▶ WHAT THE TASK REQUIRES: Please update the records from the line with "of the brick" up to and including the line with "point(105, 145)", changing "street lamp post" to "streetlight pole" and keeping everything else the same. Return only those lines.

[Start of RECORDS SUPPLIED]

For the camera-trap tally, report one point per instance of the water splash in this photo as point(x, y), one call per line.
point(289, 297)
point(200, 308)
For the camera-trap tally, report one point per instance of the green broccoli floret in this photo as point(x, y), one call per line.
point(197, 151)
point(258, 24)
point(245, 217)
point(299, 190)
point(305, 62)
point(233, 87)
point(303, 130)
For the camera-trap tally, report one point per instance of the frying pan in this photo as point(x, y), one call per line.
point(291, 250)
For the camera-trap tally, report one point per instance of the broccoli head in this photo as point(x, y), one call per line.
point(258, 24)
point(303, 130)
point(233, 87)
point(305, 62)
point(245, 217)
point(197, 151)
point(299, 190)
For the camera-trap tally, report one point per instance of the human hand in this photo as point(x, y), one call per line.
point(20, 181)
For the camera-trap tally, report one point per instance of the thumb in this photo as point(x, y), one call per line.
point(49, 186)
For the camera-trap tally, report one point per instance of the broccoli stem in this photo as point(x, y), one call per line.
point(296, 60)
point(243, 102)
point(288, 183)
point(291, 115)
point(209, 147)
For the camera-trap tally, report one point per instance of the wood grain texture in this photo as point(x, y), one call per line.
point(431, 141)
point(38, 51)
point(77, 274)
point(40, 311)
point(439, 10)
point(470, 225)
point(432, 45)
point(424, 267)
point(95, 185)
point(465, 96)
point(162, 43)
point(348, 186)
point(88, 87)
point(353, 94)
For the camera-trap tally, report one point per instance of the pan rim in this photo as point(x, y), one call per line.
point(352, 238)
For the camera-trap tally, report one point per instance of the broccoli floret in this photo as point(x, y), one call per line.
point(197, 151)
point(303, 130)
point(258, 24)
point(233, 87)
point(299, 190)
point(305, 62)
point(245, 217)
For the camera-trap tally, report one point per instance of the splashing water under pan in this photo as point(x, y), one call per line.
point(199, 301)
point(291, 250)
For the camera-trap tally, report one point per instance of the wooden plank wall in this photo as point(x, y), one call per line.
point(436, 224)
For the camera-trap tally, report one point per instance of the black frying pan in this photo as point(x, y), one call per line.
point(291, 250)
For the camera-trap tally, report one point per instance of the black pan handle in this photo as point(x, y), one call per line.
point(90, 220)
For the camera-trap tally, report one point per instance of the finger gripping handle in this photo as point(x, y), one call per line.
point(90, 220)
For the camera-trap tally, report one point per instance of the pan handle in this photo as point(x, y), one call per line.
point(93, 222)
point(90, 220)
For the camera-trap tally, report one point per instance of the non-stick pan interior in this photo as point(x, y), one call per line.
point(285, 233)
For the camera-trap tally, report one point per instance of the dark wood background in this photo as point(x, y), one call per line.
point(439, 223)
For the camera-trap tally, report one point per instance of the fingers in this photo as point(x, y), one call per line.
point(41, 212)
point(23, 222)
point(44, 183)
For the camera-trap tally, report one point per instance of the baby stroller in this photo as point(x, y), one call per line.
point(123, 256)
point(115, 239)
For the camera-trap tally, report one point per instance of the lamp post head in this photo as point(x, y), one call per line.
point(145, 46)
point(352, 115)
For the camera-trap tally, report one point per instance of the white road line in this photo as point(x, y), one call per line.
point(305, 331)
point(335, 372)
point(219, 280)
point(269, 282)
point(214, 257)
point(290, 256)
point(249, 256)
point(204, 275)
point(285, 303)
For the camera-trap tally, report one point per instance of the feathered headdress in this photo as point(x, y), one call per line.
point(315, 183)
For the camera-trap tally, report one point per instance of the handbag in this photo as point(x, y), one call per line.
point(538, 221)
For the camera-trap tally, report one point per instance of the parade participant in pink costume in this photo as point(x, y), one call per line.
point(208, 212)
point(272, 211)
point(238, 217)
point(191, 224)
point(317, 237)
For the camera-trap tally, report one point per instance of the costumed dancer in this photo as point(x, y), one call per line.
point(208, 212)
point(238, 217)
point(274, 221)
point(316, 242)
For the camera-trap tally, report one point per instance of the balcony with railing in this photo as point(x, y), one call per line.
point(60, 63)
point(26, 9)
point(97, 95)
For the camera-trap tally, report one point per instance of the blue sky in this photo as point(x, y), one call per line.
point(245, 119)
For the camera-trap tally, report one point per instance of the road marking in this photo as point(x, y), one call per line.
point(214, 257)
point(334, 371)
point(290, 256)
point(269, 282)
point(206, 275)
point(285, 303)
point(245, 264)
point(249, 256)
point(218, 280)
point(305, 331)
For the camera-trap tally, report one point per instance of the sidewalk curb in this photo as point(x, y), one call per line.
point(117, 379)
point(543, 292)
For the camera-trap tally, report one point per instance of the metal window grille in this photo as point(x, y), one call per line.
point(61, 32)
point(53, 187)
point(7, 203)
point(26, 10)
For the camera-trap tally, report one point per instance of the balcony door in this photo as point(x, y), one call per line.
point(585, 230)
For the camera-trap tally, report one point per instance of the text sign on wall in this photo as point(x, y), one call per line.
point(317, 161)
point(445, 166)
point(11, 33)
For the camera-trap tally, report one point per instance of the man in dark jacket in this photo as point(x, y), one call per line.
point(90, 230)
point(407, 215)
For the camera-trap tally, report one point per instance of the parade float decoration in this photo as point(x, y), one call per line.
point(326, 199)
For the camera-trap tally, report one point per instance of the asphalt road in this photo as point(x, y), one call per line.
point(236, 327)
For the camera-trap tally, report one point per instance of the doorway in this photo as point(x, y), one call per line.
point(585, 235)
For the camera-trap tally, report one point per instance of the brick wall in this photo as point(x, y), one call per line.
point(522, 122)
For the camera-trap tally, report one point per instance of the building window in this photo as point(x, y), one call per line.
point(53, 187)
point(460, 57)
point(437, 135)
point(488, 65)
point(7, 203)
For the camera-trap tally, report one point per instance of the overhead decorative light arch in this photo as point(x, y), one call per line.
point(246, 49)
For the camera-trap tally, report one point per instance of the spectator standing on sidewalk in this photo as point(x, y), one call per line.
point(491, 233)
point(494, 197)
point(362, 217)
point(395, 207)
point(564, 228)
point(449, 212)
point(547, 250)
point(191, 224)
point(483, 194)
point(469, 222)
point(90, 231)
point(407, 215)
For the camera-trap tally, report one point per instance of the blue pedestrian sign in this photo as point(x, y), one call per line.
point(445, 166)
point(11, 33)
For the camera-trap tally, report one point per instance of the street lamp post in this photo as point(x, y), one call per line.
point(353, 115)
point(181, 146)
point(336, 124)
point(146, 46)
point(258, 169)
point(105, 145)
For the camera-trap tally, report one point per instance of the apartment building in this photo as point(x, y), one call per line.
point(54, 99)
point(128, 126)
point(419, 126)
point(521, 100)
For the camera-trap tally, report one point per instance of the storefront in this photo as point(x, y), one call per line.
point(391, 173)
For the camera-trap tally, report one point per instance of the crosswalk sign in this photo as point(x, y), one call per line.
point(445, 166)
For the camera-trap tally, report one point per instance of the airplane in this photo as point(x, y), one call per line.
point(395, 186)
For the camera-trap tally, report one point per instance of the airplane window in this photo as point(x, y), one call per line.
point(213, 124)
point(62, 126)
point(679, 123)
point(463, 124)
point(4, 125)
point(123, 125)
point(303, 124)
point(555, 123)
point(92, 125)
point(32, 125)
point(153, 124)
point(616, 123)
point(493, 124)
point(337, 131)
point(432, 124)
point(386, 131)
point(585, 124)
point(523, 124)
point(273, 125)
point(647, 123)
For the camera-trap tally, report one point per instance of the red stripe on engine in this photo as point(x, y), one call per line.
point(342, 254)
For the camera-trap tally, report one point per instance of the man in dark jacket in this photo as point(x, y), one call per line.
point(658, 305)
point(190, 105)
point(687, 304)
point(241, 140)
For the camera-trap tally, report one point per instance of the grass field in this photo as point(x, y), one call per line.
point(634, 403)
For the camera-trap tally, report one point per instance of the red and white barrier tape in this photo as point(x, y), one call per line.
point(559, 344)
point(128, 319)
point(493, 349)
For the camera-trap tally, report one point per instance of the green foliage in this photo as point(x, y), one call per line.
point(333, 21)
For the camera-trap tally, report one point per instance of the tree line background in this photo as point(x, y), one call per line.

[End of RECORDS SUPPLIED]
[Start of RECORDS SUPPLIED]

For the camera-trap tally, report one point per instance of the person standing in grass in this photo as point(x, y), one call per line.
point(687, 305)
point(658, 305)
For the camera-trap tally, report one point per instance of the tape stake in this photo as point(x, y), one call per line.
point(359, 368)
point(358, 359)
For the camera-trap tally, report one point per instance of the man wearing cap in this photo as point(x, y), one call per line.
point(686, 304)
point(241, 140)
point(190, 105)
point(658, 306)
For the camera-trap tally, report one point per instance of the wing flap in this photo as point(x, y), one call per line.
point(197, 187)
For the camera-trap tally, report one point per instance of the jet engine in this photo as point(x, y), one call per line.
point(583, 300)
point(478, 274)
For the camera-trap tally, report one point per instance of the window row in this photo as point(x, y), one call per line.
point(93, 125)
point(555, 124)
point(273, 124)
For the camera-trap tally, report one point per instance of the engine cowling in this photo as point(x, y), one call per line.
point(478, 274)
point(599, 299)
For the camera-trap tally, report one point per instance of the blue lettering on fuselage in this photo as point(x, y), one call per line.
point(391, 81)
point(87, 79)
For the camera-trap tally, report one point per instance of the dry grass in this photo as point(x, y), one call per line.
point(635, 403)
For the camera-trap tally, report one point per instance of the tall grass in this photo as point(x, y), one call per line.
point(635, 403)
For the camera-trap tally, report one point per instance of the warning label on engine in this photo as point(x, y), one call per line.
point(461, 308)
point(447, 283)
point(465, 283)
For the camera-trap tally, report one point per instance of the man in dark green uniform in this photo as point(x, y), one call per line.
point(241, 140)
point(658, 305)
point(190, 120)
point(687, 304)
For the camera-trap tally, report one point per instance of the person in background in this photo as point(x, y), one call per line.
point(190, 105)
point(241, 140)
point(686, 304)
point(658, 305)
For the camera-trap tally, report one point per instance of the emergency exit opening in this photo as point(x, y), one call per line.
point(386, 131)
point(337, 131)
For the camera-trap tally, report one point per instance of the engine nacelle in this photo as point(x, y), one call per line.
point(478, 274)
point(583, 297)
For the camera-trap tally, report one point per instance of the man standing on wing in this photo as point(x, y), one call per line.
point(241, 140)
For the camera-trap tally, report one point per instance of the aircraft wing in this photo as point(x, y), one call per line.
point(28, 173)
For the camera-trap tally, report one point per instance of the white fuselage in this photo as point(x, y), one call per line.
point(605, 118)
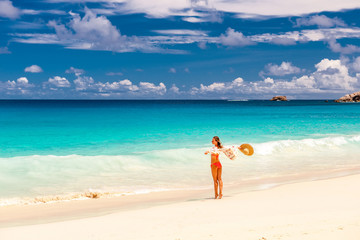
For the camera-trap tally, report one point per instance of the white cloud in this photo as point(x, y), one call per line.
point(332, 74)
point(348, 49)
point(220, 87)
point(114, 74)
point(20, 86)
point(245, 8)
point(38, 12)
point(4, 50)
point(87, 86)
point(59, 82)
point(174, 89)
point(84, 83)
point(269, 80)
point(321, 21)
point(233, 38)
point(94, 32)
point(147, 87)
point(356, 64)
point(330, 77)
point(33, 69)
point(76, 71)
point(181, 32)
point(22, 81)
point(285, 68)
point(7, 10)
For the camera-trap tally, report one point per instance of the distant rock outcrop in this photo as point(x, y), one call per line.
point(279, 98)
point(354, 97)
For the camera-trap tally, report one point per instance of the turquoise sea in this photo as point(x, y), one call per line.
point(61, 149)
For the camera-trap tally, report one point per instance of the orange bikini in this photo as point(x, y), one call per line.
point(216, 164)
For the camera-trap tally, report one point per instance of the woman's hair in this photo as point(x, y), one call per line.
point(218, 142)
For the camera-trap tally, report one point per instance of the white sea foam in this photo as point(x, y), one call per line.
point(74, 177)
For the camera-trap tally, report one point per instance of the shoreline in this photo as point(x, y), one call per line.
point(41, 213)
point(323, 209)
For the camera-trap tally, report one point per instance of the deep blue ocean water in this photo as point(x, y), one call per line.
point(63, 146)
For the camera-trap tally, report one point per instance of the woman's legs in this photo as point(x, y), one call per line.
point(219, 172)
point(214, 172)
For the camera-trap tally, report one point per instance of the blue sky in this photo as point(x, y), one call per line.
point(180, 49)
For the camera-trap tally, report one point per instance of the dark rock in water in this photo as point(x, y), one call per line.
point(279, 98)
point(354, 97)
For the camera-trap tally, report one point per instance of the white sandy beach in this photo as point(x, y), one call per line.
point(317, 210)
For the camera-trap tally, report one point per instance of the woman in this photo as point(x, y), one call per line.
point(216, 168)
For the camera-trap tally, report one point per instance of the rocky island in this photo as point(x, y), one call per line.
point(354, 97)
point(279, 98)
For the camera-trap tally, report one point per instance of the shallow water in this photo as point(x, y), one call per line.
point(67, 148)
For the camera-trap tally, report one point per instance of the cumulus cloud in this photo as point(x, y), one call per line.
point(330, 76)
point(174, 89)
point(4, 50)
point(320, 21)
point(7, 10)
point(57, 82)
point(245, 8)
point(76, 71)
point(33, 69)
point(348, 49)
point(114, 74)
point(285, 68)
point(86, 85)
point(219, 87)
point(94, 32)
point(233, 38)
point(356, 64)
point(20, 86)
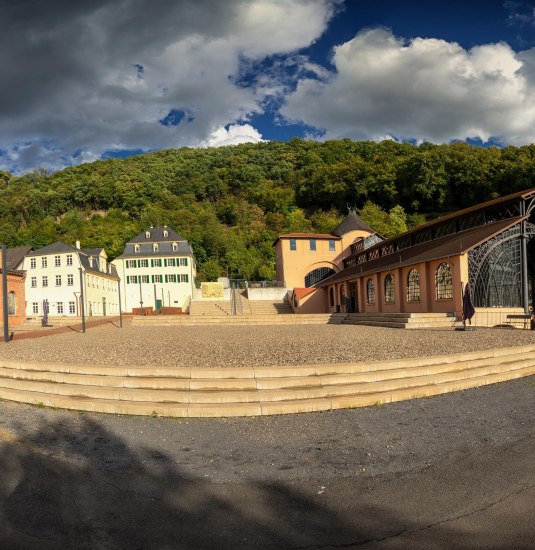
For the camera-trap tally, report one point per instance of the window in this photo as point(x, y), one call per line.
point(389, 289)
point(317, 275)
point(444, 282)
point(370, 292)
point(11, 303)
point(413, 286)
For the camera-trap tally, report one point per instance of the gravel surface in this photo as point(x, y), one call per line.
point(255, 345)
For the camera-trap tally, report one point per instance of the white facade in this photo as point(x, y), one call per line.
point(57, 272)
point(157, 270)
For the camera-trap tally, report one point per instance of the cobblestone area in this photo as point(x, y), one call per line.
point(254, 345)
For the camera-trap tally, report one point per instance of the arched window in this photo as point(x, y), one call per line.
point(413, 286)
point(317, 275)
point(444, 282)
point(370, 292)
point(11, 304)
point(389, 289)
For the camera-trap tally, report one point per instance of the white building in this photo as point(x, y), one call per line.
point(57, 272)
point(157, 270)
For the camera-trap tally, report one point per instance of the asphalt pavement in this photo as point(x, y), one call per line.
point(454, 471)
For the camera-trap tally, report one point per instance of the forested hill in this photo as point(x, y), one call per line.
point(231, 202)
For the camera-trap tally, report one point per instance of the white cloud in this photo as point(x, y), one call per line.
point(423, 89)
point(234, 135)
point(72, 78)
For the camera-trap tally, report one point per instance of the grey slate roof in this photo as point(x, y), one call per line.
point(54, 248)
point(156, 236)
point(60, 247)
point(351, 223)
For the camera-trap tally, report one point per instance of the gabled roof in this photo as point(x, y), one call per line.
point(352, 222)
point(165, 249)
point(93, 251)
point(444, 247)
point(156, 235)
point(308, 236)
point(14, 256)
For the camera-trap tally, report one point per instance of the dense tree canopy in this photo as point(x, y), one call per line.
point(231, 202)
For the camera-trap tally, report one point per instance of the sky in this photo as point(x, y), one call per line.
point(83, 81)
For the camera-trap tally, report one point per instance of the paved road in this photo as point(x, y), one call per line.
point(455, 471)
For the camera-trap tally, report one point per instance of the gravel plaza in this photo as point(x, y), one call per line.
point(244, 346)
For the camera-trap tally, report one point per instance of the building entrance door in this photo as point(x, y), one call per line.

[End of RECORDS SUPPLIED]
[Start of RECORDS SUPPLIED]

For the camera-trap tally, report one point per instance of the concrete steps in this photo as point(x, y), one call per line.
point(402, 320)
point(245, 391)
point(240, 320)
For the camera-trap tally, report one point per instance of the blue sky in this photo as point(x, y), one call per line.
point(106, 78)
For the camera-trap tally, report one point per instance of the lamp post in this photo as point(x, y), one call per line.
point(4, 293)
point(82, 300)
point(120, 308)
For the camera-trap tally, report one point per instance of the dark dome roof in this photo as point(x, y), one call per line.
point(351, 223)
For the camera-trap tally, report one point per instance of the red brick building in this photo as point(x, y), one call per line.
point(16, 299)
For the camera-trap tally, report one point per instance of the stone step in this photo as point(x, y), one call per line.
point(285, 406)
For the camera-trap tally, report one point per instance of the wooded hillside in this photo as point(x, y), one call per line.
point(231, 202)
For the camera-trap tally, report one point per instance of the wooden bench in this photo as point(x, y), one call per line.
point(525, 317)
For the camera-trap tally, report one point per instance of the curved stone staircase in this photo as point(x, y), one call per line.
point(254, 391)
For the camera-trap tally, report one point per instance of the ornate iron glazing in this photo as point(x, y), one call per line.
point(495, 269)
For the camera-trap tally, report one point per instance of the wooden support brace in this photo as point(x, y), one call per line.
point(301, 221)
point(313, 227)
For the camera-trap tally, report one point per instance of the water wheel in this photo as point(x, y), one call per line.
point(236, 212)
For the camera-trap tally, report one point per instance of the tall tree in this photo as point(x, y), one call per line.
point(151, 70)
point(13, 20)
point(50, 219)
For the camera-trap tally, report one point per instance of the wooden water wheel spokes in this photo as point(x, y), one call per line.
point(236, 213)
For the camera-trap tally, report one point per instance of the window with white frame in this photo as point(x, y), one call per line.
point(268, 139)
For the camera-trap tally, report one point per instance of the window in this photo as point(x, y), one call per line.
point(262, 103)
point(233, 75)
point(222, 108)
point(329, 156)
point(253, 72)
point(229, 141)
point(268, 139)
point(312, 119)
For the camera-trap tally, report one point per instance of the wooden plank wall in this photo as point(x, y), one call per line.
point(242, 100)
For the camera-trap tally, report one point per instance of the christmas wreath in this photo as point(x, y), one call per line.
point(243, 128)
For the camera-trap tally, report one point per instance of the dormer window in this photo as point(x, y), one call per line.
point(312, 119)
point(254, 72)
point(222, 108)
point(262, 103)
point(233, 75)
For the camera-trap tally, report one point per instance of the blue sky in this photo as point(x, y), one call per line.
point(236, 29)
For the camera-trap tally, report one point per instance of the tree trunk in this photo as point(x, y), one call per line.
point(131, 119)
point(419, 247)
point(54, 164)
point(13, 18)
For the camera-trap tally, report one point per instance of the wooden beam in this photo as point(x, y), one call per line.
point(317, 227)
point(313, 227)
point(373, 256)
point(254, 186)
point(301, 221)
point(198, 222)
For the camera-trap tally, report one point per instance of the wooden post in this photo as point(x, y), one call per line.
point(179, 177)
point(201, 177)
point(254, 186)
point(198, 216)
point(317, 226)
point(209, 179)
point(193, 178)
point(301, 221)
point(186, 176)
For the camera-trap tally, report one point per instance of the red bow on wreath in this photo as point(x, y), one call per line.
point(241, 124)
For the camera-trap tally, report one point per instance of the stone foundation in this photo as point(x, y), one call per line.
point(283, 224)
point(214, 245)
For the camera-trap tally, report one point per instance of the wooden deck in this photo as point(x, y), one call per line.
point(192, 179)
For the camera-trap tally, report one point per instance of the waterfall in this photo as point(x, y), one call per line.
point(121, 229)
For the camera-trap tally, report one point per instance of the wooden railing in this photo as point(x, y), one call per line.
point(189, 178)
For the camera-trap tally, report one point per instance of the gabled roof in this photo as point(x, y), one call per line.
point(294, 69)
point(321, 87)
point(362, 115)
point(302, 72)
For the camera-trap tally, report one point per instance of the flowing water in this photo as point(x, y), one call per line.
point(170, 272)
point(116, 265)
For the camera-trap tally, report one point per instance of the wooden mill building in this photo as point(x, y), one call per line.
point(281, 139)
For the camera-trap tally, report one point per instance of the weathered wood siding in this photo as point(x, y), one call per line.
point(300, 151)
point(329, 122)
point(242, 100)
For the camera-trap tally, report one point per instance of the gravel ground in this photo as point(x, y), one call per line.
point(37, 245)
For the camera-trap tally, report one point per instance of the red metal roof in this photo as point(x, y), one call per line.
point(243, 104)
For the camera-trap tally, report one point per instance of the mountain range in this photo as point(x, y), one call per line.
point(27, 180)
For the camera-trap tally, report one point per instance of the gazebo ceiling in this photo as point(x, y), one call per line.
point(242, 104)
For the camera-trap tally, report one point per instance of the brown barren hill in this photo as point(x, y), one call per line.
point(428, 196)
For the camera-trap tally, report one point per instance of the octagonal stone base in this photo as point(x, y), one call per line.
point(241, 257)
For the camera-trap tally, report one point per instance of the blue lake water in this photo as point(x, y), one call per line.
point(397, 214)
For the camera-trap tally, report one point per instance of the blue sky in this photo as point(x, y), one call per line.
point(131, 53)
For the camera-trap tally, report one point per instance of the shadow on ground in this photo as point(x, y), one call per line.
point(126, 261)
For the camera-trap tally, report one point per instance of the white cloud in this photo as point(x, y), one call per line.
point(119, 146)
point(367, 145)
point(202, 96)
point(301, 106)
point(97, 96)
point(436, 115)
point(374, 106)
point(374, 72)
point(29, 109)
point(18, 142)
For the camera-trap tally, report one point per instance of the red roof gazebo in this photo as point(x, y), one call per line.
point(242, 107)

[End of RECORDS SUPPLIED]

▶ RESULT OF THIS TASK:
For the camera-trap tally, report one point per instance of the brick wall in this photo as point(x, y), one call per line.
point(522, 122)
For the camera-trap tally, report one point per instance of the building window in this photo as point(x, y), one call per line.
point(53, 187)
point(460, 57)
point(437, 135)
point(488, 65)
point(7, 203)
For the camera-trap tally, report one point per instance of the overhead decorative light arch in this photo as point(x, y), one call per line.
point(246, 49)
For the camera-trap tally, report one point per instance of the spectator standing on sidewalk in this photo as point(x, y), one call per line.
point(491, 233)
point(494, 197)
point(362, 217)
point(395, 207)
point(564, 228)
point(449, 212)
point(547, 250)
point(191, 224)
point(483, 194)
point(469, 222)
point(90, 231)
point(407, 215)
For the camera-trap tally, report one point per instance of the blue pedestrian sign in this photo as point(x, y), one call per line.
point(445, 166)
point(11, 33)
For the camera-trap tally, report one point per instance of the streetlight pole in this photo as point(x, y), one call per line.
point(353, 115)
point(181, 146)
point(336, 124)
point(146, 46)
point(258, 169)
point(105, 145)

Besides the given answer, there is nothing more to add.